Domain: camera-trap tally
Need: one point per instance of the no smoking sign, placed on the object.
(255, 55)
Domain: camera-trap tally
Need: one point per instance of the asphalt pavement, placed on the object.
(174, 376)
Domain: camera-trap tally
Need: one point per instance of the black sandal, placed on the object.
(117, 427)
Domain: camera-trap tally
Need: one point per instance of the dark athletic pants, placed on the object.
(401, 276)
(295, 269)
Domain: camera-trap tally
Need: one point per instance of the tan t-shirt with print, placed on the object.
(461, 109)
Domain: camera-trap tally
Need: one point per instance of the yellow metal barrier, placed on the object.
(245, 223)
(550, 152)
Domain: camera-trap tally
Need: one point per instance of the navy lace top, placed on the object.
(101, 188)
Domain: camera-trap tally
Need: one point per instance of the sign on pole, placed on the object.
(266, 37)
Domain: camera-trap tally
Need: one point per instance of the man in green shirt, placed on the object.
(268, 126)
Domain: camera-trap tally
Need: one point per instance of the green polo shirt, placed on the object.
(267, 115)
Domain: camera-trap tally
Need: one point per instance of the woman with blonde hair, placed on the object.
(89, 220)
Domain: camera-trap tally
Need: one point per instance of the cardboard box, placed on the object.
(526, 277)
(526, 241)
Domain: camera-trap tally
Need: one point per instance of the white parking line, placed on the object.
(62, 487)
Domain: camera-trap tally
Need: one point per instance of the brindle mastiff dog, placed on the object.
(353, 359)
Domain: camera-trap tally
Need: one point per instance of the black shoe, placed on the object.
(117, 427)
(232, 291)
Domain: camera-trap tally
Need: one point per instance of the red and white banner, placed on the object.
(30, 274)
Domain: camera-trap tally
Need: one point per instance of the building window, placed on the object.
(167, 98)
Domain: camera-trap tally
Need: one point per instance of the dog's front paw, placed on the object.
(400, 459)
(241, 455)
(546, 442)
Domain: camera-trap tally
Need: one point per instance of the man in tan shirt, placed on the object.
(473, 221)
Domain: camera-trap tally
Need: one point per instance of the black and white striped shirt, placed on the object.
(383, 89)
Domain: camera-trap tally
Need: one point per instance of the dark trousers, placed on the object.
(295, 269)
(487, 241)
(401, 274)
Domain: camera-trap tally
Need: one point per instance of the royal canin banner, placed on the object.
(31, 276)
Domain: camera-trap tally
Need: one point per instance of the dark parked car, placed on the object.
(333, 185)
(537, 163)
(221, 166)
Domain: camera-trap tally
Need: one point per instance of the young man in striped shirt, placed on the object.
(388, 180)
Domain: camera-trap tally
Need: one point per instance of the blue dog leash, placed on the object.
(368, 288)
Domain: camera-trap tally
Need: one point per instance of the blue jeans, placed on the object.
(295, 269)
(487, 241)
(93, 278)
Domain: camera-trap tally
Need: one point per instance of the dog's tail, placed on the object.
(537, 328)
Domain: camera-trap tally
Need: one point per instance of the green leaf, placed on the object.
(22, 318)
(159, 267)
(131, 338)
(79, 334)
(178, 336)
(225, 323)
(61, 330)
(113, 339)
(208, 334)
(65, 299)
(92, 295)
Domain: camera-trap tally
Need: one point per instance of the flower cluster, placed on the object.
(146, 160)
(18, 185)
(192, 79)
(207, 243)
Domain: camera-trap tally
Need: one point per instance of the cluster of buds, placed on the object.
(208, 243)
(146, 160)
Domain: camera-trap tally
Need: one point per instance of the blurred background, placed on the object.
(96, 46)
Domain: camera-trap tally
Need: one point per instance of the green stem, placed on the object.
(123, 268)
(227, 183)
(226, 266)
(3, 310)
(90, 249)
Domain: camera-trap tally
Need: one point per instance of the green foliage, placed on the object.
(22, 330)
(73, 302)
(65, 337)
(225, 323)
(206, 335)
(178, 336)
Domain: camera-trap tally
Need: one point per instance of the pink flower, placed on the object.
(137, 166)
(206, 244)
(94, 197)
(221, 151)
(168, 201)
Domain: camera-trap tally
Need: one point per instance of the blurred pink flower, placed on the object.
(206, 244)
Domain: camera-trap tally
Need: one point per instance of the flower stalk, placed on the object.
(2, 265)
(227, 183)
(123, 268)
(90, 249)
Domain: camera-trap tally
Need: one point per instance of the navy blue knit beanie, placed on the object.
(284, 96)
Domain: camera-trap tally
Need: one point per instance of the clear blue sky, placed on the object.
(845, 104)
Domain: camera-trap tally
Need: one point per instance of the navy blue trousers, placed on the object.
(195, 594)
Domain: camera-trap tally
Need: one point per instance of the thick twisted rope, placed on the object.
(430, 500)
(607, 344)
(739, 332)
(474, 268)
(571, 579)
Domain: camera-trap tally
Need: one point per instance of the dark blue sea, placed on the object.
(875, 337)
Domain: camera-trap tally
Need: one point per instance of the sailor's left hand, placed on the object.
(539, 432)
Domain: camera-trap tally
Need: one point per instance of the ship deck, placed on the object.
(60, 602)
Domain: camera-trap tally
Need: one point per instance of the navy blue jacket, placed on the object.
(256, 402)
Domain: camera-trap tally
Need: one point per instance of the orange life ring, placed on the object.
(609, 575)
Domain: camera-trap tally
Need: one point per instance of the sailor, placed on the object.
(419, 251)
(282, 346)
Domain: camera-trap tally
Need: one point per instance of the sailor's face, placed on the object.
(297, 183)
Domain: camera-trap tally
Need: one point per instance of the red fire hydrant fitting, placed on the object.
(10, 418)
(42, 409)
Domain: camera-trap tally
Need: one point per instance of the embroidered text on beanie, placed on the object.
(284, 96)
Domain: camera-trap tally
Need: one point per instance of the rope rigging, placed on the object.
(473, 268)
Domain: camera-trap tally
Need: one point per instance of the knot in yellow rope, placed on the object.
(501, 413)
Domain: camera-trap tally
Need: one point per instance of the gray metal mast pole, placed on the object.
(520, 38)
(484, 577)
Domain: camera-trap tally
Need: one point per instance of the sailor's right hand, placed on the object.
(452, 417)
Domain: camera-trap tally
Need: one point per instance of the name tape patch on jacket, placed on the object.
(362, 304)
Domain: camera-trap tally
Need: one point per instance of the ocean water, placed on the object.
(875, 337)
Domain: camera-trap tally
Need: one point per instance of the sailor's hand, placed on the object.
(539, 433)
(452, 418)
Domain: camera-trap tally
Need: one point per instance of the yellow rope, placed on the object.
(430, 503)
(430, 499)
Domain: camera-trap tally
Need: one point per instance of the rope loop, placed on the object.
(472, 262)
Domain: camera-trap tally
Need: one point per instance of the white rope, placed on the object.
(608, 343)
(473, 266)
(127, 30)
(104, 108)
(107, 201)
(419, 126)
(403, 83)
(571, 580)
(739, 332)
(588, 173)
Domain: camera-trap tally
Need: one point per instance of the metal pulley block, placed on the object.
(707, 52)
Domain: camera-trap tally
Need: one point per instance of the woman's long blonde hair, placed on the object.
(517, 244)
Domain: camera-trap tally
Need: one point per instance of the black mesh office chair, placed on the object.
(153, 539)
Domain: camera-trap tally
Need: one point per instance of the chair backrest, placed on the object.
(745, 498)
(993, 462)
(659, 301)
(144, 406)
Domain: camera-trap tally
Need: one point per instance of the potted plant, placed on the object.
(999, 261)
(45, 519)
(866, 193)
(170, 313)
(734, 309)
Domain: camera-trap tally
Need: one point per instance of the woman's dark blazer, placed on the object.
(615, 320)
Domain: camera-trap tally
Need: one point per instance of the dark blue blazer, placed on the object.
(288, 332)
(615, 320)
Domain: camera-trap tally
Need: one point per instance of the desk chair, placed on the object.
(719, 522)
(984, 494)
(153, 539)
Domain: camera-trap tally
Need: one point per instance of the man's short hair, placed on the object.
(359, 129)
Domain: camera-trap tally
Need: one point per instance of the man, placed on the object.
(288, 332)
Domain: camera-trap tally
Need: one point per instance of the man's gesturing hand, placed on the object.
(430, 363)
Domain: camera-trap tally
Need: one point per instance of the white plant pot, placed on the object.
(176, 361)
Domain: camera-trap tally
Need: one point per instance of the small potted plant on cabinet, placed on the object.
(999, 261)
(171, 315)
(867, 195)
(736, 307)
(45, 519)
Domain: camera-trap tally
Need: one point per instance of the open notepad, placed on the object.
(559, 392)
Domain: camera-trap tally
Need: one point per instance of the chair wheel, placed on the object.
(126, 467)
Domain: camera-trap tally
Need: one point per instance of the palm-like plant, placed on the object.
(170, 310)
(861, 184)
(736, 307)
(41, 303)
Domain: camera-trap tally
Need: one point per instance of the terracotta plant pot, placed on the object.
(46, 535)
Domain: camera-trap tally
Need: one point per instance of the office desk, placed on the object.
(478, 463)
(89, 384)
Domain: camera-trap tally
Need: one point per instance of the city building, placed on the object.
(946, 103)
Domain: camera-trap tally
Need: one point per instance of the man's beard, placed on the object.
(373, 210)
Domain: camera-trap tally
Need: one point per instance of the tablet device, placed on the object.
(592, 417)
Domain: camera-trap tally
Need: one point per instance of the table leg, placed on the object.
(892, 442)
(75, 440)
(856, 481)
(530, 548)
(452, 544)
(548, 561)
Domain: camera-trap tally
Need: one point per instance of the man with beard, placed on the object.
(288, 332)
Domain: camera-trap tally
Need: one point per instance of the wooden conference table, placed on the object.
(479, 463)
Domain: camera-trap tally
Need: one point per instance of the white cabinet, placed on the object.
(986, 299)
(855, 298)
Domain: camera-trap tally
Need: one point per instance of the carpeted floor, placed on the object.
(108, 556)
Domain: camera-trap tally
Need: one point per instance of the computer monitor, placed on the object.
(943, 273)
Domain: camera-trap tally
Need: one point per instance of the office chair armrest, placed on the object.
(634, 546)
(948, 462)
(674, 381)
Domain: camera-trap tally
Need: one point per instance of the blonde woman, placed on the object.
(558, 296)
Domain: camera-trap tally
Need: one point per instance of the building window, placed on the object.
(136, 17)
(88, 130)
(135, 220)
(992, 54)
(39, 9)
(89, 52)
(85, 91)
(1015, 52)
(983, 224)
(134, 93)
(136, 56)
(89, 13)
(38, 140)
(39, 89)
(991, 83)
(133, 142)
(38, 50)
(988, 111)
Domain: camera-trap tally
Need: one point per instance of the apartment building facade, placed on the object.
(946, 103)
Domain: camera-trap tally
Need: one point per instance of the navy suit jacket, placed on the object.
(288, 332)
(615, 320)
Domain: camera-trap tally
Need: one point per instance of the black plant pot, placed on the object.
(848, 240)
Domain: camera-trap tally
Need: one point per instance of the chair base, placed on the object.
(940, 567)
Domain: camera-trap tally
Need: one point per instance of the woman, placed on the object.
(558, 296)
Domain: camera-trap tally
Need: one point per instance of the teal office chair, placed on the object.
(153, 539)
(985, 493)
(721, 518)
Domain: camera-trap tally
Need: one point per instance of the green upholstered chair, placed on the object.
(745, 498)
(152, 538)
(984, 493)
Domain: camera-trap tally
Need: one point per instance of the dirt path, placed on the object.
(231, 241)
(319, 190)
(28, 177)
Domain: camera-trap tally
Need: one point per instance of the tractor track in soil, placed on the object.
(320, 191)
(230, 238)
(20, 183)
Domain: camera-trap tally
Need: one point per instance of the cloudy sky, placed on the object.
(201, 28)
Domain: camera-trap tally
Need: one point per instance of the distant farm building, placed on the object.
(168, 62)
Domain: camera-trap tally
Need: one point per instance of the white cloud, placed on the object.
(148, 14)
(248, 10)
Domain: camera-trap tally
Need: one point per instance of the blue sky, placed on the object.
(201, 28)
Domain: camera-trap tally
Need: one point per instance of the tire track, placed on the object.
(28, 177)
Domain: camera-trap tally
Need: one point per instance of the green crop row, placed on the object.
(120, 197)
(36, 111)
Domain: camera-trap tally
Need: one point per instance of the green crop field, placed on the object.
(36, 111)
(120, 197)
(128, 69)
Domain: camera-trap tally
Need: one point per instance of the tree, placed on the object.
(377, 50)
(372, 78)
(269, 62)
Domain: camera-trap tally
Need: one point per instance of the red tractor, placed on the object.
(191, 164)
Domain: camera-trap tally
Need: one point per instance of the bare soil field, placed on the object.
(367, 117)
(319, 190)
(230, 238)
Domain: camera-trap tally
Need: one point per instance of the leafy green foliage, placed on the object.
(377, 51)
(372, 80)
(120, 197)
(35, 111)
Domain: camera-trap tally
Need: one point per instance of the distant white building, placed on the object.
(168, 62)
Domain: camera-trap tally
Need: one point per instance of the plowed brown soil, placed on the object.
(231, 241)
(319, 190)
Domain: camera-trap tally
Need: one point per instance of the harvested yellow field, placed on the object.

THE PROBLEM | Count the lines of the records above that contain the string "blurred", treating uppercase and lowercase as distinct, and state only the number.

RESULT OF THE TASK | 2